Work required: Could you continue the piece on Pedro Casaldáliga and Nicaragua from the point where it stops?

Extracted text:
++++++++
May, 2009

The On-Going Responsibility: Cleaning the Flag

Nicaragua is on my mind, as several SLU students prepare to work there this summer. Recently, I’ve been reading a lot of the works of Brazilian bishop Pedro Casaldáliga, who visited Nicaragua in 1985 during the terrorist contra war. There, he engaged in what he called the ministries of the border and of consolation. His reflection on these ministries: “The visits and the contact are a comfort to all of us and make us like brothers and sisters. I’ve always thought informal visits, with a little faith and human affection, are the most effective kind of pastoral activity.” He kept a journal of his experiences, which included the following poem.

To Reagan

Pedro Casaldáliga

You are being excommunicated by me and the poets, the children, the poor of the land:
Pay attention!
We’ve got to see the world in human terms.
Don’t play Nero.
This isn’t a movie, you screen monkey:
You’re the leader of a great nation!
(I will tell your people to clean off forever
The shit your cowboy boot has tracked over your flag.
And I will tell them, when they vote,
To realize that they may be selling much blood and their own honor!)
You may have inebriated the world with Coca-Cola,
But there is still someone lucid enough to tell you “No!”
The profits and power of your weapons
Cannot be valued above
The feverish wail
Of a little black child.

Empires no longer suit the race of human beings.
Listen, Reagan: the sun
Rises as sun for everyone
And the same God rains
Over every life God has invited to the celebration.

No people is the greatest.
Stay in your own backyard.
Respect us.

Rachel has found you out, Herod,
And you will have to answer for her desolation.

Sandino’s star
Is waiting for you in the hills
And in the volcano a single heart awakes:
Like a sea of indignation little girl Nicaragua
Will smash your aggression.

The blood of the martyrs holds up our arms
And becomes song and fountains in our mouths.
You have never seen the hills, Reagan,
Nor have you heard in their birds the voice of the voiceless.
++++++++
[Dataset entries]
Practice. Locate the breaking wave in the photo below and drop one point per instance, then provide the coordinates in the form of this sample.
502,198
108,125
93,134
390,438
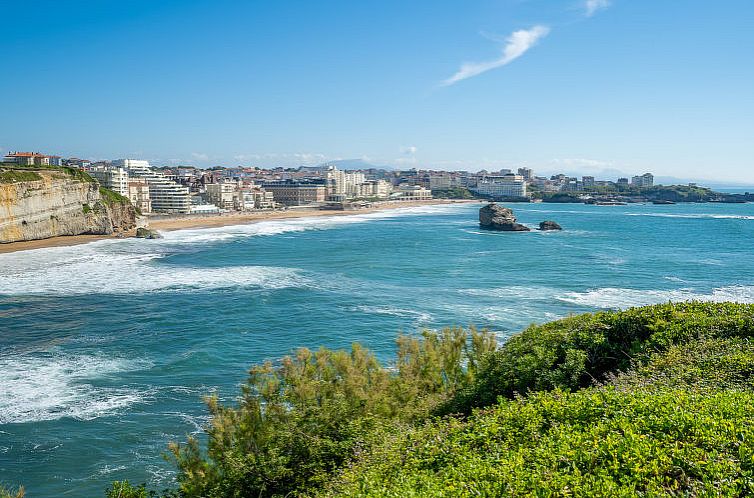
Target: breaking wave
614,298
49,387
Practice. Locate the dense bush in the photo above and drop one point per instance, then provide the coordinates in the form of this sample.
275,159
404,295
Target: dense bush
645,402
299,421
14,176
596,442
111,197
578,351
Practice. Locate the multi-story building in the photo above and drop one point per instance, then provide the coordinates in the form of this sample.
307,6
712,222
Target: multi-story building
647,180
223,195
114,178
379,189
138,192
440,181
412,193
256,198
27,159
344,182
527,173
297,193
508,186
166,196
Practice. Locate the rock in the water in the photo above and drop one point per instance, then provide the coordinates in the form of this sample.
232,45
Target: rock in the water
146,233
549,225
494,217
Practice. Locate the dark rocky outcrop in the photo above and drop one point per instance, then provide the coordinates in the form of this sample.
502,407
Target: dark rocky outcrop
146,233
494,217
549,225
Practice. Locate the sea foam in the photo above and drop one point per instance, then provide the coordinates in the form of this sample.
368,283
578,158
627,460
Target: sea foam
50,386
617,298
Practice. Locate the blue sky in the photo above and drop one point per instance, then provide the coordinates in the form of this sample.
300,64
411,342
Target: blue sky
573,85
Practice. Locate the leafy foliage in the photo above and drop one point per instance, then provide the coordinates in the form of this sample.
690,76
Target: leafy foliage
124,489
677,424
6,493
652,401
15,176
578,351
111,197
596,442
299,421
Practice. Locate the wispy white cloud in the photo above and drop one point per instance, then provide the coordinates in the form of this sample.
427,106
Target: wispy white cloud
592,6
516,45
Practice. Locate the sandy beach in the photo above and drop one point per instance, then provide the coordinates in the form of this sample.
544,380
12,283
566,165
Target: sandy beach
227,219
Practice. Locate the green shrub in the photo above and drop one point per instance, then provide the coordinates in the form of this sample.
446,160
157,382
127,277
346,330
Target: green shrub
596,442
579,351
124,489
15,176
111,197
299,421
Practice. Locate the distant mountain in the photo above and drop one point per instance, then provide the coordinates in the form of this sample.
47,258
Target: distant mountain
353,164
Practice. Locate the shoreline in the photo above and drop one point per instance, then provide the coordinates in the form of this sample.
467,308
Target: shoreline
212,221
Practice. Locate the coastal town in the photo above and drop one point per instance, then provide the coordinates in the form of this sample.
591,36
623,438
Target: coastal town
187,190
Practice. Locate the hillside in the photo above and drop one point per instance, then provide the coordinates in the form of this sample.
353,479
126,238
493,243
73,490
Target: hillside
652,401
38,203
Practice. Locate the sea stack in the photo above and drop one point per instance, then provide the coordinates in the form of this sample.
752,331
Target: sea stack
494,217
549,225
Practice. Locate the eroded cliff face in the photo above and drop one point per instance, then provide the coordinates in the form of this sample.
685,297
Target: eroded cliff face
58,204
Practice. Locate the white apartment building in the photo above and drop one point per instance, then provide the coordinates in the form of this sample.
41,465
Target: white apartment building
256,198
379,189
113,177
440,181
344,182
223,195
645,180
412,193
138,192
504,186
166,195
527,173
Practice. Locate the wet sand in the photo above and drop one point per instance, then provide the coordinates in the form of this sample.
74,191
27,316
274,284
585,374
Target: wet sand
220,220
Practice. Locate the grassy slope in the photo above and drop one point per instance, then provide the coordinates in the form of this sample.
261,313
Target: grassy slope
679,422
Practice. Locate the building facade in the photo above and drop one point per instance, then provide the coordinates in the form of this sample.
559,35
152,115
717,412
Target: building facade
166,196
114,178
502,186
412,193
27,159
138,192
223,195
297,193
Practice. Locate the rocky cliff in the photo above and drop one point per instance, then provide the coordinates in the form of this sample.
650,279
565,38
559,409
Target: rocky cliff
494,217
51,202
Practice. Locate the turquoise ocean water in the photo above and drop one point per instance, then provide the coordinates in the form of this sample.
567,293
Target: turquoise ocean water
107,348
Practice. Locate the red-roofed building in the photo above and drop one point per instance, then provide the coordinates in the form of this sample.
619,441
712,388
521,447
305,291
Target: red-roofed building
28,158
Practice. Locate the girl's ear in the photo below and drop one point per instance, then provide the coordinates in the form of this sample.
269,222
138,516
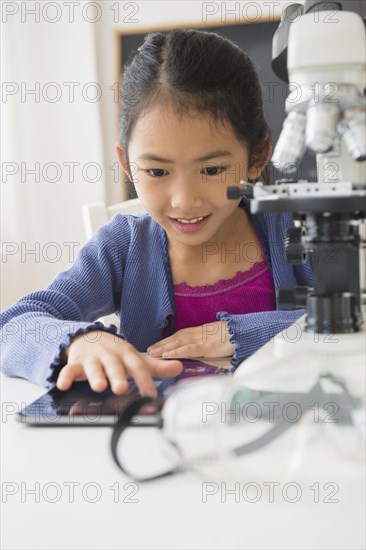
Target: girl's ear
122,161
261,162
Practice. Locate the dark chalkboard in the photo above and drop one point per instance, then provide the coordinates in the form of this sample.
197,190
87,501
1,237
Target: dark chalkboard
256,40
++++++++
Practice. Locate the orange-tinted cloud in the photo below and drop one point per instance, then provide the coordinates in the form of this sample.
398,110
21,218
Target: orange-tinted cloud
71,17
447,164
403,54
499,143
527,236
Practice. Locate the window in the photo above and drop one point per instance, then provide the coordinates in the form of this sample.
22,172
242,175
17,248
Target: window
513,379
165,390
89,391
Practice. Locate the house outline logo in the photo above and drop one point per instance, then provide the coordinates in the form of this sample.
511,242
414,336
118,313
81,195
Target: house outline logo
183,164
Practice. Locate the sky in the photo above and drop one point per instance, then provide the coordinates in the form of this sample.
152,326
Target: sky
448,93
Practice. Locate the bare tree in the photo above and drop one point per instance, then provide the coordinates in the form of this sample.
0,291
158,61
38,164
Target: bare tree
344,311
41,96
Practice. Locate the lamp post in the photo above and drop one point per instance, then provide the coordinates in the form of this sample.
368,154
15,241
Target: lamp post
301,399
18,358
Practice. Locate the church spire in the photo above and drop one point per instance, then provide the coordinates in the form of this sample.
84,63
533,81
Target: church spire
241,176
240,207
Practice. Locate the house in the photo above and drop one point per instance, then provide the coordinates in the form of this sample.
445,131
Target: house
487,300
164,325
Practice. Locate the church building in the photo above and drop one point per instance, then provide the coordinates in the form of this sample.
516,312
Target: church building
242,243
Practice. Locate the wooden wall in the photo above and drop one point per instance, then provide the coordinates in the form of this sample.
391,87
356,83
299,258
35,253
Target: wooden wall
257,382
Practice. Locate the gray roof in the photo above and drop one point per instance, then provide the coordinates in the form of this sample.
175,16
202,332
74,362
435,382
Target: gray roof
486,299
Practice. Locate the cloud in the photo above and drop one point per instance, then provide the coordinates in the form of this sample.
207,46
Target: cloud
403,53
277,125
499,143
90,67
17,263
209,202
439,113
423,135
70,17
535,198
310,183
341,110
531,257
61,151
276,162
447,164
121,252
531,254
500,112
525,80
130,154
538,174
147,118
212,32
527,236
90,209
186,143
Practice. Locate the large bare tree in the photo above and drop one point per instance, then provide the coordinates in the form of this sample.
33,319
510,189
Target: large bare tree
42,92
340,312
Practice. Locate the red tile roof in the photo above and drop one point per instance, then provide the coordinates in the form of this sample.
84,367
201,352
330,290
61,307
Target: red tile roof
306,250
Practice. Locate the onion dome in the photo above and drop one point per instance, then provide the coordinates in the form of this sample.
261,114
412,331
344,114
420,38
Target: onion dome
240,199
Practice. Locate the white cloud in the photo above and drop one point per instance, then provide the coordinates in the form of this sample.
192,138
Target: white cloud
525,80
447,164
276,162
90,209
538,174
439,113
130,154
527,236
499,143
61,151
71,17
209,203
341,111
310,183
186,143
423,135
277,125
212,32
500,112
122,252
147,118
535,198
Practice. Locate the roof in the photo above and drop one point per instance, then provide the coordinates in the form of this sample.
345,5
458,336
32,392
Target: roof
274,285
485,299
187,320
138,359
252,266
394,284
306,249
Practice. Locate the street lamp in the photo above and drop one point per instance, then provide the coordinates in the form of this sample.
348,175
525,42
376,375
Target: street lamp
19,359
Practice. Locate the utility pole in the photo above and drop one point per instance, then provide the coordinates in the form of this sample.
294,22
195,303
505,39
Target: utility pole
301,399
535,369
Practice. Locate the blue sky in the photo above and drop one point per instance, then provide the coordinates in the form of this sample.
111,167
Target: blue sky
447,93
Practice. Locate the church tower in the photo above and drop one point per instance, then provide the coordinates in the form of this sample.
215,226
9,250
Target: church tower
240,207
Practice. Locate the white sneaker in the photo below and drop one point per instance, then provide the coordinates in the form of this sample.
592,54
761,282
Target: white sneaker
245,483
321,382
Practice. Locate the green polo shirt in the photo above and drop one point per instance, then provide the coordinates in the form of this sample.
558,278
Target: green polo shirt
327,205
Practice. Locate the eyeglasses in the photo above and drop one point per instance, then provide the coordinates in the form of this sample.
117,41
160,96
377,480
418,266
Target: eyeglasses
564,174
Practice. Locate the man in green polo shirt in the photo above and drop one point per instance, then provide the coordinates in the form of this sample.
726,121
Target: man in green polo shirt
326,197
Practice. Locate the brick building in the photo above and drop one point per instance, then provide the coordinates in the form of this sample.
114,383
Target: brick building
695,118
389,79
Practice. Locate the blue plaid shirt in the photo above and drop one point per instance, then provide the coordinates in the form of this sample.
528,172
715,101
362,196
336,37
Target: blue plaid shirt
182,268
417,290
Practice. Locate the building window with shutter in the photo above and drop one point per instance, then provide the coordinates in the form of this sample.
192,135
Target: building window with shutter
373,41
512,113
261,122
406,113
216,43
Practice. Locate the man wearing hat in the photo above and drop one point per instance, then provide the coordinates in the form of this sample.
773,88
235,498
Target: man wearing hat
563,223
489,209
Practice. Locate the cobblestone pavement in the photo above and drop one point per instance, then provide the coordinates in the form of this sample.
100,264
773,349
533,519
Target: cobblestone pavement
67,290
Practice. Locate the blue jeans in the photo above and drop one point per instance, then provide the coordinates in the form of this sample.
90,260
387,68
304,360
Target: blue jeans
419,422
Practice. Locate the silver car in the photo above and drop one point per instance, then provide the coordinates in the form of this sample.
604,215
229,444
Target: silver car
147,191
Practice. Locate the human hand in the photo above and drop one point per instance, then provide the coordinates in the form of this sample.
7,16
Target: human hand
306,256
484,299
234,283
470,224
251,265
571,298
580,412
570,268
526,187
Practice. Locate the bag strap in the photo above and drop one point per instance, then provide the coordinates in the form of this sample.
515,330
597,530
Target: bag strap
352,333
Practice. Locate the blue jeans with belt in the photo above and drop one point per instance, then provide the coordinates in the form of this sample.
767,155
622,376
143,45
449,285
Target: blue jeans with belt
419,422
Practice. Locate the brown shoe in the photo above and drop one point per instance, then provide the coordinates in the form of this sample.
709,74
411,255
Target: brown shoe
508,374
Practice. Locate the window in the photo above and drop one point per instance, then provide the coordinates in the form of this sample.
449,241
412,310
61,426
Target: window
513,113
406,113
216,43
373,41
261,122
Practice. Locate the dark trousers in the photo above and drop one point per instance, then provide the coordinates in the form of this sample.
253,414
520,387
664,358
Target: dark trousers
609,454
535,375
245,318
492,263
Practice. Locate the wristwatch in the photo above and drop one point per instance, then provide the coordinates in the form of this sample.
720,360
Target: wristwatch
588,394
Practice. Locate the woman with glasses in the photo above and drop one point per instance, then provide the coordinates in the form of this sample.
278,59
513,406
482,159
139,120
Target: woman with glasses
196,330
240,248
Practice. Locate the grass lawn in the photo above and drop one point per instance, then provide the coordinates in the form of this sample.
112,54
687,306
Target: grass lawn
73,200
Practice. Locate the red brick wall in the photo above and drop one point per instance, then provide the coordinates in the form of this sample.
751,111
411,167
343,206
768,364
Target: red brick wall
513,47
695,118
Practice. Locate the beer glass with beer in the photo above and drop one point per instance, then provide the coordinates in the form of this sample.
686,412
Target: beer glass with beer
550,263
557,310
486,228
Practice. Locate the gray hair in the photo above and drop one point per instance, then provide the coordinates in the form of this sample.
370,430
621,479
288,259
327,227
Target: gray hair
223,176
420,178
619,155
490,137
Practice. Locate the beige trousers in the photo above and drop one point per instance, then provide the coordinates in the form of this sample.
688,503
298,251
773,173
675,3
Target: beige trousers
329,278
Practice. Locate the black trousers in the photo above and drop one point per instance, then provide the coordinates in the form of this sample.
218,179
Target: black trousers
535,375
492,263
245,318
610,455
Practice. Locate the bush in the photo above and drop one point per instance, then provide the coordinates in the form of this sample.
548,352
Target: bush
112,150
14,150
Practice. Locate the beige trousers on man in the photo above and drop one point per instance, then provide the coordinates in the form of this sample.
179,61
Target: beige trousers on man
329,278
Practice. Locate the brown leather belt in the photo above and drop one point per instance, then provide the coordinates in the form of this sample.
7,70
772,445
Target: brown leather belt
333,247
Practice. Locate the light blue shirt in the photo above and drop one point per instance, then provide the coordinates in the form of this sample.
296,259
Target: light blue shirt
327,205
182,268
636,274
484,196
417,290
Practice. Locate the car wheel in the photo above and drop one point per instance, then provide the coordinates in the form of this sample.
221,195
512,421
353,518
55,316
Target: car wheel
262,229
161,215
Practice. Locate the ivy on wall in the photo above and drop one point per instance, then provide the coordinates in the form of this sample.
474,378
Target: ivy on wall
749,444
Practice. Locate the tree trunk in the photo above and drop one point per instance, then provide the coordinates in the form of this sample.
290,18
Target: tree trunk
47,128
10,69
++++++++
Output below:
You know nothing of life,
And do not understand the song.

Don’t come to us with your hypocritical morality,
You mass murderer, you’re aborting a whole people and its revolution.
The lie you try to pass off to the world (and to the pope)
Is the worst drug.
You are showing Freedom (in an exclusive screening)
While you block the way to Liberation.

“The United States is powerful and mighty.”

All right! “We trust… in God.”

You may think you’re the owners, you may have everything,
Even god, your god
–the bloodstained idol of your dollars,
The mechanical Moloch—
But you don’t have the God of Jesus Christ,
The Humanity of God!
I swear by the blood of his Son,
Killed by another empire,
And I swear by the blood of Latin America
–now ready to give birth to new tomorrows—
That you
Will be the last
(grotesque)
emperor!

–from Prophets in Combat: The Nicaraguan Journal of Bishop Pedro Casaldáliga [1986]

Pedro’s comment: “In Nicaragua someone even doubted that this poem was mine. It’s mine, all right. The Bible has much harsher words for kings and lords who murdered the poor and sought to take over the world.”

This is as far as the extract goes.